* Description of the task: Extract each line of the data and write it out again exactly.

* Extracted data:
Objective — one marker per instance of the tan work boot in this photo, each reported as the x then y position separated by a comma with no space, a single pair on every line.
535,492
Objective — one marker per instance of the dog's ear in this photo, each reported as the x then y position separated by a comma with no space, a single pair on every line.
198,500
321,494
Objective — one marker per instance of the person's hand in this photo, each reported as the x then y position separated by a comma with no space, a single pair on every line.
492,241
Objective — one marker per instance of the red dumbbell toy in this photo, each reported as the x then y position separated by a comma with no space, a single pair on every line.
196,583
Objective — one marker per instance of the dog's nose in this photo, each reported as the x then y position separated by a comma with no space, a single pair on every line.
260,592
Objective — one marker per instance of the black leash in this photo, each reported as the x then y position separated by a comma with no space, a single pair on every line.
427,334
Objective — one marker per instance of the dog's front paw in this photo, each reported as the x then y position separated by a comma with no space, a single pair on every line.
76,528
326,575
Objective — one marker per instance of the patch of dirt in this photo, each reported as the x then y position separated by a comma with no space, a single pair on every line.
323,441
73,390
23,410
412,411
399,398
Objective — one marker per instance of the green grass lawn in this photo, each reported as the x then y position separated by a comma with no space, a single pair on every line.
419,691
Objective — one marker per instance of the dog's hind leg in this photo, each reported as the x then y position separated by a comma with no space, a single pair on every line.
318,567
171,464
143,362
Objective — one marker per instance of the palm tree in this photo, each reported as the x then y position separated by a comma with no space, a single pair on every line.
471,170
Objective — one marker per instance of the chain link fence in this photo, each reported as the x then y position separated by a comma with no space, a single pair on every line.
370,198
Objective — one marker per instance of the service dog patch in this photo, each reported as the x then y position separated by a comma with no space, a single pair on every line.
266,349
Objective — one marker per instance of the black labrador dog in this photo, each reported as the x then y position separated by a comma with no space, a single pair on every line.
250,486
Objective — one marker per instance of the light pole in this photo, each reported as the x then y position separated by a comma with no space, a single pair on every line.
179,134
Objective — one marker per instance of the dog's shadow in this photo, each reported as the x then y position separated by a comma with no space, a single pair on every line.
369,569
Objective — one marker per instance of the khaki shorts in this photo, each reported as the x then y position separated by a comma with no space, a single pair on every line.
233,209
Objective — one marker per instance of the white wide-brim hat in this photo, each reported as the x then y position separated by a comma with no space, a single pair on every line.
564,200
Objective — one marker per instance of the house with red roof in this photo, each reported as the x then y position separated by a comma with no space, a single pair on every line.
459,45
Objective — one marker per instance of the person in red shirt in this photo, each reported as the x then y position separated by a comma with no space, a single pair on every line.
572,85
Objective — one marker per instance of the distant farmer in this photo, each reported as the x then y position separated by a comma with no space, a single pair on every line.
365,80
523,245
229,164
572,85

* Full response:
Objective — one marker per instance of the tan work boot in this photo, each reported as the x then y position separated by a comma with no space, a single pair on every line.
535,492
Objective — one marker per instance of the dog's ear in this photo, each reported as the x then y position separated by a comma with no space, a single pair on every line.
198,500
321,494
Objective — one marker per instance of the person's hand in this photo, each reported as the x then y position separated by a comma with no space, a single pair on every line.
492,241
Objective — one marker per instance of the red dumbbell toy in this photo, each reported as the x then y position separated by a comma with no space, a single pair on every line.
196,583
Objective — one marker per instance of the dog's nose in this photo, each reported as the x then y position separated by a comma with no space, a single pair on every line.
260,592
Objective — one marker per instance of the black leash in this photo, each reported as the x then y position separated by a comma with no space, a single pair on every line.
427,334
Objective — one marker per instance of the dog's front paw in this photo, each reported as the x then y position separated by a comma with no space, a single pair on every line.
76,528
326,575
Objective — one marker per instance of the patch of dirt in this photo, each reported as the x then y position separated by a comma with no space, a single pair on every line.
323,441
73,390
23,410
412,411
399,398
Objective — one marker per instance of the green grass lawn in this photo, each reported as the x then y position separated by a comma with no space, a single pair on every line.
419,691
Objective — one marker per instance of the dog's hind leg in this photo, each reported as the x then y position separated by a comma with no space, a single pair on every line.
318,567
171,464
143,362
Objective — one marker per instance of the palm tree in this photo, each reported as the x then y position separated by a comma with no space, a single pair on every line.
471,170
Objective — one marker per instance of the chain link fence in this photo, each reported as the x then y position separated by a comma with no space, a single pair on every line.
370,198
Objective — one marker per instance of the service dog patch in this photo, each reported as the x then y position separated by a comma with no space, a single pair on every line.
266,349
Objective — one marker per instance of the black labrador dog in this photo, each reported as the x then y position separated by a comma with no space, a single pair on every line.
250,486
Objective — one marker per instance of the light pole in this photo, each reported as the x then y position separated by a comma with no space, a single pair on every line.
179,134
Objective — one marker per instance of the dog's shadow in this photo, each reported as the x then y position separated by a comma with no space, a single pair on every line.
369,569
Objective — one marker per instance of the khaki shorts in this photo, each reported as the x then y position separated by a comma with no space, a single pair on every line.
233,209
Objective — one marker per instance of the white wide-brim hat in this photo, each reported as the x then y position separated by a comma with no space, a single pair on every line.
564,200
Objective — one marker per instance of the house with red roof in this photo, each reported as the x then y position separated by a comma with no space, a single pair on every line.
459,45
Objective — one marker per instance of the person in red shirt in this photo, each reported as the x then y position separated by a comma with no space, a single pair on every line.
572,85
Objective — one marker per instance of the distant farmer in this photo, each reported as the x then y position separated by a comma with no space, a single pair on every line.
365,80
523,245
229,164
572,85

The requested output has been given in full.